START Reading text

Sean Cornelius Johnson (born September 9), is an American Christian R&B and Christian hip hop musician. He started making music in 2005, releasing five studio albums, Simply a Vessel (2006), Simply a Vessel, Vol 2: Faithful (2009), Simply a Vessel, Vol 3: Surrender All (2012), Circa 1993 (2015) and Race the Sun (2016), while releasing two extended plays, Joy (2011) and Grateful (2013).

Early life
Johnson was born Sean Cornelius Johnson on September 9 to a military father in the United States Air Force and his mother Althea Johnson. The family would move often with stops in Germany, Philadelphia, Kentucky, and Clarksville, Tennessee because of his fathers job. His mother died on February 7, 1993, when he was at the age of eleven.

END Reading text

**Problem 1**
Answer these from the Sean Johnson biography:
(a) In what year did Johnson start making music?
(b) What are the titles of his two extended plays?
(c) What was his mother's name?
**Problem 2**
Continue the Sean Johnson biography from its final sentence.
None of the lines are needed for the work on the Sean Johnson biography.

START Information provided

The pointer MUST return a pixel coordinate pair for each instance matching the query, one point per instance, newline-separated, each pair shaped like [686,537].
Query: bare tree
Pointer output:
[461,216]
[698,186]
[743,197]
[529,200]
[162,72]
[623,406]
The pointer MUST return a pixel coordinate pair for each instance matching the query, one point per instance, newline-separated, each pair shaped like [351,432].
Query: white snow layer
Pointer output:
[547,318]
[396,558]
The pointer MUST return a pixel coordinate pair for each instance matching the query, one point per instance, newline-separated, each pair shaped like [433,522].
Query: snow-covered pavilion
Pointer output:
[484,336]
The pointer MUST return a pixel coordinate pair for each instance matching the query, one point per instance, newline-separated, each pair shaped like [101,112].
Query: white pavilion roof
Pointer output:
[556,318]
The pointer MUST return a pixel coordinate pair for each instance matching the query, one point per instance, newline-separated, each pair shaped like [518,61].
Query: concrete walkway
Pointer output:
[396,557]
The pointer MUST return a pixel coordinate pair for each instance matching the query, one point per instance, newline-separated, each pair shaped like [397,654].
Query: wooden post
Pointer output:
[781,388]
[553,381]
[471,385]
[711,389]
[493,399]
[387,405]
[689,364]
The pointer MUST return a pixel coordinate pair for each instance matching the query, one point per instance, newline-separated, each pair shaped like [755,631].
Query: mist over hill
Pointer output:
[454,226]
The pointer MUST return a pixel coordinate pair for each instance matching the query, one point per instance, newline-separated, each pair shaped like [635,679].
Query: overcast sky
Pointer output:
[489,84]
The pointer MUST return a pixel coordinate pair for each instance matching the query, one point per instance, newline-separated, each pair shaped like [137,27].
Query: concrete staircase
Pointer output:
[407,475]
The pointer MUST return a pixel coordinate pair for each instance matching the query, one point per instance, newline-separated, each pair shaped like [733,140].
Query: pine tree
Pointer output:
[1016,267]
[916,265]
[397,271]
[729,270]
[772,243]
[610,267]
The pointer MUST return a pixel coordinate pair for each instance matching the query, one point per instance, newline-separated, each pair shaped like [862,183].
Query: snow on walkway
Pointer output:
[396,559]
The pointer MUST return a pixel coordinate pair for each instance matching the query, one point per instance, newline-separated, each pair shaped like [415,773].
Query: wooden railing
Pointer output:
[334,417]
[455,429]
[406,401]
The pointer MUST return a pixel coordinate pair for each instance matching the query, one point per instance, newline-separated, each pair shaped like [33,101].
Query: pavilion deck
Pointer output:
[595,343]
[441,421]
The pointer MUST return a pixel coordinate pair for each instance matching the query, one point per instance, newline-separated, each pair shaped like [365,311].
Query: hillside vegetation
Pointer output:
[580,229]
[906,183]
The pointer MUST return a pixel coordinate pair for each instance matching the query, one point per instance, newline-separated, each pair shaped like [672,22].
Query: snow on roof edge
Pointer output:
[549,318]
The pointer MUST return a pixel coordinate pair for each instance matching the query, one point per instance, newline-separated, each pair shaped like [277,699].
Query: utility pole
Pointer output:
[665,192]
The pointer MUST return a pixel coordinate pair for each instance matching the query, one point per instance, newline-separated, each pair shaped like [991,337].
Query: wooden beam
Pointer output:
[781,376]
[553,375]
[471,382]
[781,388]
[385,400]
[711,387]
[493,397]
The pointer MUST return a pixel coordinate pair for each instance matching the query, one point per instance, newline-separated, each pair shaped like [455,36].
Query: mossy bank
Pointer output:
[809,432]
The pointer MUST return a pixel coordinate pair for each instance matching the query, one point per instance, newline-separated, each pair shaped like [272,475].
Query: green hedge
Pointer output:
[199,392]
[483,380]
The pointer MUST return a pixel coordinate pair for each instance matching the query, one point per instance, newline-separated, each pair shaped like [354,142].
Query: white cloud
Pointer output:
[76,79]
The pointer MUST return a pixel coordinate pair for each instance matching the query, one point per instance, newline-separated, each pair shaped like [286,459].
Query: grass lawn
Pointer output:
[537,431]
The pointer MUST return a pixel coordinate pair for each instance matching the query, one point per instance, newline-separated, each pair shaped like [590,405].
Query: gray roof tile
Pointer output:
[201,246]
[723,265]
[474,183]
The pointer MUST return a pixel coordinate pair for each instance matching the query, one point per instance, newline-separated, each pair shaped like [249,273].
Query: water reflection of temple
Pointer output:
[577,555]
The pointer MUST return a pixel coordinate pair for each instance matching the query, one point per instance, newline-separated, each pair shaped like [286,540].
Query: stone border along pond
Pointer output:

END Information provided

**Task output 1**
(a) 2005
(b) Joy (2011) and Grateful (2013)
(c) Althea Johnson

**Task output 2**
Music career
His music record career began in 2005, with his first release, Simply a Vessel, a studio album, that was released in January 2006. The next release, Simply a Vessel, Vol 2: Faithful, another studio album, was released in 2009. He released, Joy, an extended play, in 2011. His third studio album, Simply a Vessel, Vol. 3: Surrender All, was released in 2012. The second extended play, Grateful, was released in 2013. He released, Circa 1993, another studio album, in 2015. His fifth studio album/EP, Race the Sun was released in 2016, consisting of a compilation of different tracks.

Personal life
He resides in Del City, Oklahoma.

Discography
Studio albums
 Simply a Vessel (2006)
 Simply a Vessel, Vol 2: Faithful (2009)
 Simply a Vessel, Vol 3: Surrender All (2012)
 Circa 1993 (2015)
 Race the Sun (2016)
Days Like This (2018)

EPs
 Joy (2011)
 Grateful (2013).

References

External links
 

Living people
American performers of Christian hip hop music
Musicians from Oklahoma
Musicians from Pennsylvania
Musicians from Tennessee
Place of birth missing (living people)
Rappers from Pennsylvania
Rappers from Tennessee
21st-century American rappers
Year of birth missing (living people)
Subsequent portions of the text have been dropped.